======== Document passage ========
Health organizations not prepared to use e-health tools to combat epidemics

Despite a plethora of claims that IT tools like information exchanges and geographic information systems could help to combat health epidemics, research published this week out of Australia concludes that organizations worldwide would not be adequately prepared to use e-health systems in the event of a massive pandemic disease.

The study's authors, who published in the International Journal of Biomedical Engineering and Technology, said that despite the promise of such tools, organizational preparedness is essential, yet lacking. To that end, the adoption of those tools would be too disruptive to current protocols, they said.

According to an announcement, the researchers created a "multi-pronged approach" to help organizations examine their levels of readiness for technology deployment in such situations. The strategy, in theory, is set up to aid organizations in determining what the missing pieces are from their e-health systems.
======== Information shown ========
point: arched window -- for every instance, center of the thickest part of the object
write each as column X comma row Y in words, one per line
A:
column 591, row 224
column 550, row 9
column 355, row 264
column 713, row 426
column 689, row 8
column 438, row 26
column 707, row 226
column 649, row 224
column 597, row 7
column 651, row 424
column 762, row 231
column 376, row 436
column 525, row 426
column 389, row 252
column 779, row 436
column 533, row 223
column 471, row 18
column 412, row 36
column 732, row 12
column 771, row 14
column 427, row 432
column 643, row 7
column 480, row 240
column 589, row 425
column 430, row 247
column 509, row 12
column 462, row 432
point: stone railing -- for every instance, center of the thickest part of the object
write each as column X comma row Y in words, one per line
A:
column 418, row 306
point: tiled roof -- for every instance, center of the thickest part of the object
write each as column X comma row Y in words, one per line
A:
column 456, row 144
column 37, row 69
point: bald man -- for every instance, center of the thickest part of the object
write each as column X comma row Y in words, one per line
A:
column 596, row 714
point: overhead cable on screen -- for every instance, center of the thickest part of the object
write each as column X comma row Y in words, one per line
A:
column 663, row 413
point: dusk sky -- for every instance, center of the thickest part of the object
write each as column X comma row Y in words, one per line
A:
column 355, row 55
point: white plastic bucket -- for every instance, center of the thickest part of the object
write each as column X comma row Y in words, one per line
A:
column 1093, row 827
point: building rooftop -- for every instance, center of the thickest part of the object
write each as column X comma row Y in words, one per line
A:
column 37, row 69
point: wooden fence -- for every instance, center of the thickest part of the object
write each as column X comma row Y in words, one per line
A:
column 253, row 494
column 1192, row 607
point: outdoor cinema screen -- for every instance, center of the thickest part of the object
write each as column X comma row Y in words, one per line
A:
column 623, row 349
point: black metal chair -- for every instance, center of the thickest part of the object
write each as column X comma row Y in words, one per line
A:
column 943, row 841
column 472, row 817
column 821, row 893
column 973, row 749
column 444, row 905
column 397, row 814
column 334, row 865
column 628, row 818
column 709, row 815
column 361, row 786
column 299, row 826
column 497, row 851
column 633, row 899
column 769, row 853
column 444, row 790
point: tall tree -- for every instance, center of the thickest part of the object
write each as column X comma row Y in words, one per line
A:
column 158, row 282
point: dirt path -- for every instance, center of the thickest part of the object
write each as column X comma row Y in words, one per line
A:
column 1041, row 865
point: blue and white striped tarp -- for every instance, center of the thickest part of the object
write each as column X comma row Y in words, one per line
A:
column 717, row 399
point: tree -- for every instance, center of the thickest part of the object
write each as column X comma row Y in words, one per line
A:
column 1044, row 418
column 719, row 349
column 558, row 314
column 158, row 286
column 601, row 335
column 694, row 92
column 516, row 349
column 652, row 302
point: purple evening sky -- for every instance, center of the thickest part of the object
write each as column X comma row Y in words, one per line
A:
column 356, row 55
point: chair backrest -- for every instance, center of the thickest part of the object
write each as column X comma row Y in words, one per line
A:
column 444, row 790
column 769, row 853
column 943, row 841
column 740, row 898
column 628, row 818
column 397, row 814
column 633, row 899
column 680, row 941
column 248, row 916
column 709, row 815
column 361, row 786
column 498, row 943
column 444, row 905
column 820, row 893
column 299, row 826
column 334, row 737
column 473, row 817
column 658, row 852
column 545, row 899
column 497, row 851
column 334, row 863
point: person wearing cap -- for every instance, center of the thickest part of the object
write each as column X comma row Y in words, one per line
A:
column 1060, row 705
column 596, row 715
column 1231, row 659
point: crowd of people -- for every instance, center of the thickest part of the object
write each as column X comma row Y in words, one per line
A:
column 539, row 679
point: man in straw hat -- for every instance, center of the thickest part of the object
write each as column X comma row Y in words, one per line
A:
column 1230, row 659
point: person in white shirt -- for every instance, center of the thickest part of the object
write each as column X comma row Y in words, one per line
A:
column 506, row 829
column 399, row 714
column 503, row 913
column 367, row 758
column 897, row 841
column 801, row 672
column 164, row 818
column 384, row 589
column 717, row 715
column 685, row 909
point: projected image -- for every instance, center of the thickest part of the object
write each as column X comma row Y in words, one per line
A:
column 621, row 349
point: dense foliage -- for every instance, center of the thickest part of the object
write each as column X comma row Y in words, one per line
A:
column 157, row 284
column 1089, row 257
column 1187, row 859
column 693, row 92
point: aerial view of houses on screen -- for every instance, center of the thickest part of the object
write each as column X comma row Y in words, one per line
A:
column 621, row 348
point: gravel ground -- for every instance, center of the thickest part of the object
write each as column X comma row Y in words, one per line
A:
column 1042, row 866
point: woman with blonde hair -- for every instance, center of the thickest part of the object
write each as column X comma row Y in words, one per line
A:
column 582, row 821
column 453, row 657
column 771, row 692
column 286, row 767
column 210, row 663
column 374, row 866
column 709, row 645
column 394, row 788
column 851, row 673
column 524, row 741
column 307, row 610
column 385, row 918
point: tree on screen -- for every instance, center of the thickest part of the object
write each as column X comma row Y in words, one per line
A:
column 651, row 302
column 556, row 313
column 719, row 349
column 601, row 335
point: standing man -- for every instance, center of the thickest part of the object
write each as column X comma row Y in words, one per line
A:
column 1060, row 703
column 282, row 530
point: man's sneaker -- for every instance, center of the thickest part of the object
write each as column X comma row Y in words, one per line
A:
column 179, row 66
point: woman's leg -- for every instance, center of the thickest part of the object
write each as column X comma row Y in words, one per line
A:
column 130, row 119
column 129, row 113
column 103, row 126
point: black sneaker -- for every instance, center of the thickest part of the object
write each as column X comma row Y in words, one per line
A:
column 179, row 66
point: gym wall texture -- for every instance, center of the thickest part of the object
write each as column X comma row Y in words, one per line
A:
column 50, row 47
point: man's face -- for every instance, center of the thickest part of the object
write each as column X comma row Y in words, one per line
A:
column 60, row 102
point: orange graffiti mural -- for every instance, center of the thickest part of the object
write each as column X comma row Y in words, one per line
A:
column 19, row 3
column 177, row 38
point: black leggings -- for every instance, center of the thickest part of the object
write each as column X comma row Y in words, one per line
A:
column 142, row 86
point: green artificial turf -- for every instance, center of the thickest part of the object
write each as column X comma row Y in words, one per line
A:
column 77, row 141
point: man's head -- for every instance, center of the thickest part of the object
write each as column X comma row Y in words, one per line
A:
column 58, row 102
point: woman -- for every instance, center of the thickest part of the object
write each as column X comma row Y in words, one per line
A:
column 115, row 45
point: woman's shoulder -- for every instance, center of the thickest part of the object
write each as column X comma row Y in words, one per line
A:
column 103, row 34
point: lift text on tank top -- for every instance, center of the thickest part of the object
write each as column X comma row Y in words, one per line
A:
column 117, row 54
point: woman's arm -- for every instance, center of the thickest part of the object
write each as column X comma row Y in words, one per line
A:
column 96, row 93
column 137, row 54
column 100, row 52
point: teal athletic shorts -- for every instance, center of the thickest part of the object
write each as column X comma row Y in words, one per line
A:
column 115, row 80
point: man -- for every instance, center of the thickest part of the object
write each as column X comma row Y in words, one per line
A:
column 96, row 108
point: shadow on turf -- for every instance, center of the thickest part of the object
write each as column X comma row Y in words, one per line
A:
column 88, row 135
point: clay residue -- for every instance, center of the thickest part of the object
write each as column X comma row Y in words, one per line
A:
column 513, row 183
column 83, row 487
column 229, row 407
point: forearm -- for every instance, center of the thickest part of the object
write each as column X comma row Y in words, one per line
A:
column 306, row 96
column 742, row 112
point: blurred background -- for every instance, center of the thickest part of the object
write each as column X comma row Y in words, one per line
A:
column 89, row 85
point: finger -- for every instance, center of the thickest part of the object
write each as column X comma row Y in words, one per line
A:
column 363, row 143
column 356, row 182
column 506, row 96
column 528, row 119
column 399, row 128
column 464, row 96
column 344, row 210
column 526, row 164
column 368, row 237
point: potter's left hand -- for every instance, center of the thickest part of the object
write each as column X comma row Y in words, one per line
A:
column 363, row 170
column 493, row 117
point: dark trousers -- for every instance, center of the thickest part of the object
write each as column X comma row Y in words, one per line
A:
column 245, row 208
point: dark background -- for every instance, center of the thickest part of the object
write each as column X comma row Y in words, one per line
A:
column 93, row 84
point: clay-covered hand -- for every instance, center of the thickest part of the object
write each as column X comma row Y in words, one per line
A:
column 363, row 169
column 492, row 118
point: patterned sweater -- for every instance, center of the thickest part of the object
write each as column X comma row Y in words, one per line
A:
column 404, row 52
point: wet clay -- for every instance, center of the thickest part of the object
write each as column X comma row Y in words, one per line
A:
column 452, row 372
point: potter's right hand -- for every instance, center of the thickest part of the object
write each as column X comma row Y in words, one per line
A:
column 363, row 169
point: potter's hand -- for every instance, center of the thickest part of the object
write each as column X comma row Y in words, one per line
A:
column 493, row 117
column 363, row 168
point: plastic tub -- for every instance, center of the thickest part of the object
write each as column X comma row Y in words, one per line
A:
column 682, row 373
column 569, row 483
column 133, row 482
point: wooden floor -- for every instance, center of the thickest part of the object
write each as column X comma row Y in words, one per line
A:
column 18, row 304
========
- [What this exercise asks]:
1) Answer these questions about the e-health preparedness article, each on its own line:
(a) Which country did the research come out of?
(b) In which journal did the study's authors publish?
(c) According to an announcement, what did the researchers create?
2) Please write a continuation of the e-health preparedness article, picking up after its last sentence.
The lines above were taken from another source and have no connection to the e-health preparedness article.

- [Results of the exercise]:
1)
(a) Australia
(b) The International Journal of Biomedical Engineering and Technology
(c) A "multi-pronged approach" to help organizations examine their levels of readiness for technology deployment in such situations

2)
Social media sites like Twitter, as well as Google's Flu Trends website, have been touted as tools that can help researchers and providers predict spreading pandemics both for research and treatment purposes. For instance, researchers from Johns Hopkins University earlier this year developed a new Twitter screening method for delivering real-time data on flu cases that determined which publicly available tweets are linked to actual infections. The researchers said that their methods, based on an analysis of 5,000 public tweets per minute, closely aligned with government disease data.

Meanwhile, Google Flu Trends was thought to be a good "baseline indicator" of epidemic trends at the beginning of last flu season, but could not replace traditional methods, despite its quick feedback system, according to research published in February in the journal Nature.

"It is hard to think today that one can provide disease surveillance without existing systems," Alain-Jacques Valleron, an epidemiologist at the Pierre and Marie Curie University in Paris, told Nature. "The new systems depend too much on old existing ones to be able to live without them."